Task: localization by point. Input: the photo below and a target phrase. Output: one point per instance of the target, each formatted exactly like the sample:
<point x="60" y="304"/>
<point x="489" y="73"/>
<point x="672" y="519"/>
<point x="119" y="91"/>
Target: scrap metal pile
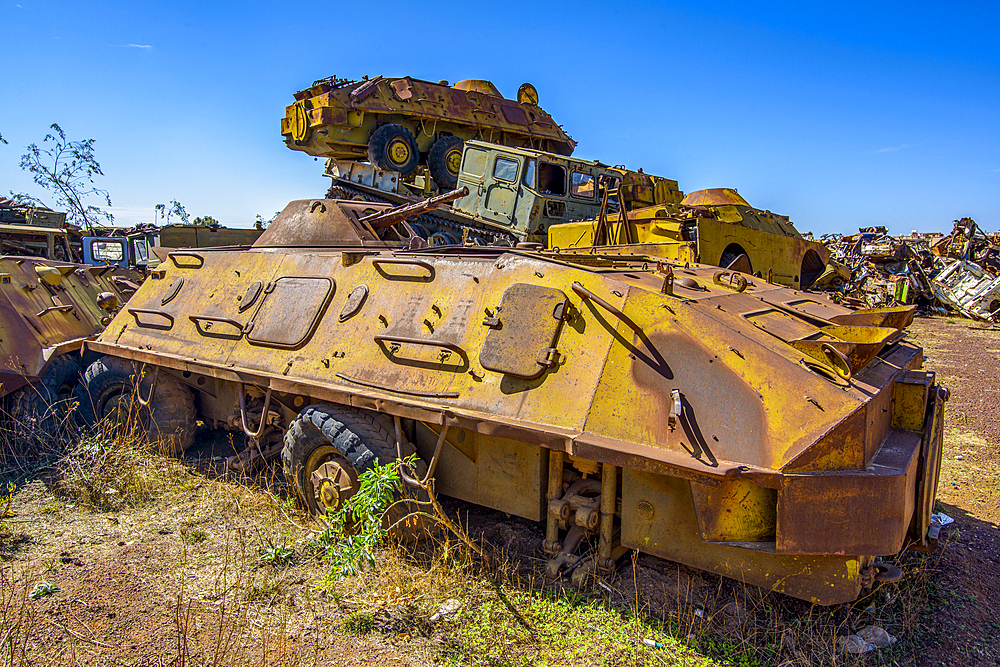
<point x="958" y="272"/>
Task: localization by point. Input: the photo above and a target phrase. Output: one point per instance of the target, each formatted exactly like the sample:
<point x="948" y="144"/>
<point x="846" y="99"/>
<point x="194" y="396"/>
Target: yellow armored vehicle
<point x="715" y="226"/>
<point x="398" y="124"/>
<point x="47" y="310"/>
<point x="626" y="401"/>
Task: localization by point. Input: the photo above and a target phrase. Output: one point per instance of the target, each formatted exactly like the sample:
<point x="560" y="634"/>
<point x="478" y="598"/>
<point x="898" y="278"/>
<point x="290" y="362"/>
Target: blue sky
<point x="837" y="114"/>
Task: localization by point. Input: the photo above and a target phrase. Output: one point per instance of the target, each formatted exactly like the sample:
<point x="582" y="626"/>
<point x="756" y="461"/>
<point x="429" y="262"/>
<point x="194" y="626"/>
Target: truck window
<point x="474" y="161"/>
<point x="107" y="251"/>
<point x="529" y="174"/>
<point x="505" y="170"/>
<point x="551" y="179"/>
<point x="141" y="252"/>
<point x="583" y="185"/>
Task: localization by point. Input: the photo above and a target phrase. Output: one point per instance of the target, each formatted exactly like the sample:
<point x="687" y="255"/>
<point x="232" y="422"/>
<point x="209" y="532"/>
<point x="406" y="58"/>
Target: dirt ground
<point x="181" y="580"/>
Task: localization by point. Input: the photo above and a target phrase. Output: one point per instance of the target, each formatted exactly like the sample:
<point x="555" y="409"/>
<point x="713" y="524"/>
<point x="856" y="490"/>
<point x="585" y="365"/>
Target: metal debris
<point x="959" y="272"/>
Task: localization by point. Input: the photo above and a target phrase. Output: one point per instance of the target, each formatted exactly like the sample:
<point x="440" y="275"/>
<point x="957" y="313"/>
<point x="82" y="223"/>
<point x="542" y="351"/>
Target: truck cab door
<point x="501" y="185"/>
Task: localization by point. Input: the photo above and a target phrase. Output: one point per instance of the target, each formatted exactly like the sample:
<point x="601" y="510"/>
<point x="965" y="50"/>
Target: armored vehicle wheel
<point x="393" y="148"/>
<point x="444" y="161"/>
<point x="327" y="447"/>
<point x="109" y="393"/>
<point x="40" y="407"/>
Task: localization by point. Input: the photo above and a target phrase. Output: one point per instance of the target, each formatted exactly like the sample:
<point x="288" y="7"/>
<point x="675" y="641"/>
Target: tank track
<point x="432" y="228"/>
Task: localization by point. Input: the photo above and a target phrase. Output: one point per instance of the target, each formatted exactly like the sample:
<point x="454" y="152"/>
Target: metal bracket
<point x="547" y="356"/>
<point x="263" y="414"/>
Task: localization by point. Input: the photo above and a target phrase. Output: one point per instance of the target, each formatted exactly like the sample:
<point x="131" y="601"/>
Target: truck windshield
<point x="107" y="251"/>
<point x="551" y="179"/>
<point x="505" y="170"/>
<point x="529" y="174"/>
<point x="583" y="185"/>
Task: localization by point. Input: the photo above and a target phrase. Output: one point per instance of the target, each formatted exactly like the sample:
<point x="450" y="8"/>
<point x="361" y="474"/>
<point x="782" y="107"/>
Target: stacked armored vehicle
<point x="720" y="421"/>
<point x="399" y="124"/>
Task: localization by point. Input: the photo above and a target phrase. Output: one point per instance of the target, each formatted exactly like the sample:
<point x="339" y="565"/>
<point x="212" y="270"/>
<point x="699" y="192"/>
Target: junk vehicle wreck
<point x="696" y="414"/>
<point x="47" y="310"/>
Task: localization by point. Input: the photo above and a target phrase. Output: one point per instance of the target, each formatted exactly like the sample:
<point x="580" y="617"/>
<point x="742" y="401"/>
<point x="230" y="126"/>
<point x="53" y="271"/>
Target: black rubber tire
<point x="40" y="407"/>
<point x="170" y="419"/>
<point x="381" y="143"/>
<point x="438" y="160"/>
<point x="364" y="438"/>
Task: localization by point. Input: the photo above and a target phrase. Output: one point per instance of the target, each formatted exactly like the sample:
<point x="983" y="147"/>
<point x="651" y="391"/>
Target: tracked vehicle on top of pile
<point x="694" y="414"/>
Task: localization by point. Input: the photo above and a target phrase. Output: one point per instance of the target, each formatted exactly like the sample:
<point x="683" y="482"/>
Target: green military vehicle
<point x="399" y="124"/>
<point x="514" y="193"/>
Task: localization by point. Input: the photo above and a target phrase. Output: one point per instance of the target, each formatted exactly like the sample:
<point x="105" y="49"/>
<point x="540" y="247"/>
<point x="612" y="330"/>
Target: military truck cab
<point x="528" y="190"/>
<point x="125" y="251"/>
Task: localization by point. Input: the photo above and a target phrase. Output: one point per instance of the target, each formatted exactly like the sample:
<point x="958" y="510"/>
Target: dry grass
<point x="209" y="571"/>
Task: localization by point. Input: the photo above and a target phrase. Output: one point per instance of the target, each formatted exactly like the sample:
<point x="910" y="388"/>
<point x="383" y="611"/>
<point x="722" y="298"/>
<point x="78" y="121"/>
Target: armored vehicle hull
<point x="399" y="124"/>
<point x="712" y="419"/>
<point x="714" y="226"/>
<point x="47" y="310"/>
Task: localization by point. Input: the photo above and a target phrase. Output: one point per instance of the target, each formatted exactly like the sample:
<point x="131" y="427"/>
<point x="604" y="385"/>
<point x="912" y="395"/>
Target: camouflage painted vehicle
<point x="398" y="124"/>
<point x="626" y="401"/>
<point x="715" y="226"/>
<point x="47" y="310"/>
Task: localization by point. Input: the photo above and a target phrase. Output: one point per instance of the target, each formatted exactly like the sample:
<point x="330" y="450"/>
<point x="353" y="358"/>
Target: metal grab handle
<point x="211" y="318"/>
<point x="152" y="388"/>
<point x="395" y="390"/>
<point x="407" y="262"/>
<point x="431" y="467"/>
<point x="834" y="355"/>
<point x="180" y="253"/>
<point x="136" y="312"/>
<point x="587" y="294"/>
<point x="263" y="414"/>
<point x="443" y="344"/>
<point x="64" y="308"/>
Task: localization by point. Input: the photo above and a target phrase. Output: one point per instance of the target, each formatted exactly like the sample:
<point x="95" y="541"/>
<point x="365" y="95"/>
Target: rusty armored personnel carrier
<point x="47" y="310"/>
<point x="741" y="427"/>
<point x="398" y="124"/>
<point x="715" y="226"/>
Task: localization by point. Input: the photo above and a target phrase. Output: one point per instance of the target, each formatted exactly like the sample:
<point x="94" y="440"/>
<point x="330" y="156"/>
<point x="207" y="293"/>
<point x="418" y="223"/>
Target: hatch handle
<point x="427" y="266"/>
<point x="191" y="255"/>
<point x="587" y="294"/>
<point x="197" y="319"/>
<point x="136" y="312"/>
<point x="426" y="342"/>
<point x="66" y="308"/>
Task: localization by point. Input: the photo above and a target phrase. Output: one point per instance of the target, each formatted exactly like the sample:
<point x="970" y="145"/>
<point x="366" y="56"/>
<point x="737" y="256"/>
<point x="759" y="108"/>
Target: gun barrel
<point x="397" y="214"/>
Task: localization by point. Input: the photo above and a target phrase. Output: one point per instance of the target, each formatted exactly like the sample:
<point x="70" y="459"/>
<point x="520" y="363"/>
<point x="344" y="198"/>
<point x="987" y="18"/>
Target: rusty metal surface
<point x="335" y="118"/>
<point x="696" y="390"/>
<point x="47" y="309"/>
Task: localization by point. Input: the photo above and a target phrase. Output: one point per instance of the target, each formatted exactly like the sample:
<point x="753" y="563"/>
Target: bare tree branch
<point x="67" y="169"/>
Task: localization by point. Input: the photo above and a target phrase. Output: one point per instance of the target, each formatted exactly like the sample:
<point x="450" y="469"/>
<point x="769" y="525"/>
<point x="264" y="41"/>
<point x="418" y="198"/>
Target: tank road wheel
<point x="109" y="394"/>
<point x="393" y="148"/>
<point x="734" y="257"/>
<point x="444" y="162"/>
<point x="328" y="447"/>
<point x="40" y="407"/>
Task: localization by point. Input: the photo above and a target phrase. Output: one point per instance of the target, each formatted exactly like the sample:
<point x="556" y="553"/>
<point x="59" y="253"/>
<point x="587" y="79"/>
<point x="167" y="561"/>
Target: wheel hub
<point x="453" y="162"/>
<point x="333" y="484"/>
<point x="399" y="152"/>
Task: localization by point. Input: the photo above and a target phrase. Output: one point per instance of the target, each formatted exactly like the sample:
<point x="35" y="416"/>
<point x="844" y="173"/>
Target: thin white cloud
<point x="890" y="149"/>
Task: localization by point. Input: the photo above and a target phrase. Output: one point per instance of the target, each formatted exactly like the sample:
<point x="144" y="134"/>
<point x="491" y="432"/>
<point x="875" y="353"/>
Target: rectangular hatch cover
<point x="291" y="310"/>
<point x="523" y="333"/>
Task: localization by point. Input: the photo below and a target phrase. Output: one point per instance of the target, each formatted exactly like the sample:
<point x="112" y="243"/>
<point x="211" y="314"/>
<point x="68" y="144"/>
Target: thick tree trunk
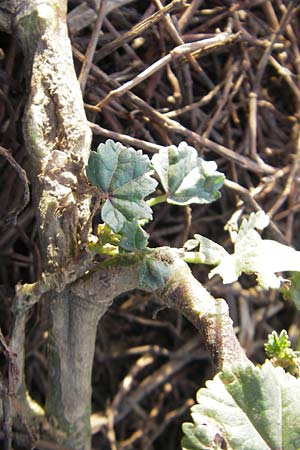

════

_Your instructions:_
Pick out every line in the entries above that contains the word "handle".

_Exercise solution:_
Target: metal grab handle
Target: hatch handle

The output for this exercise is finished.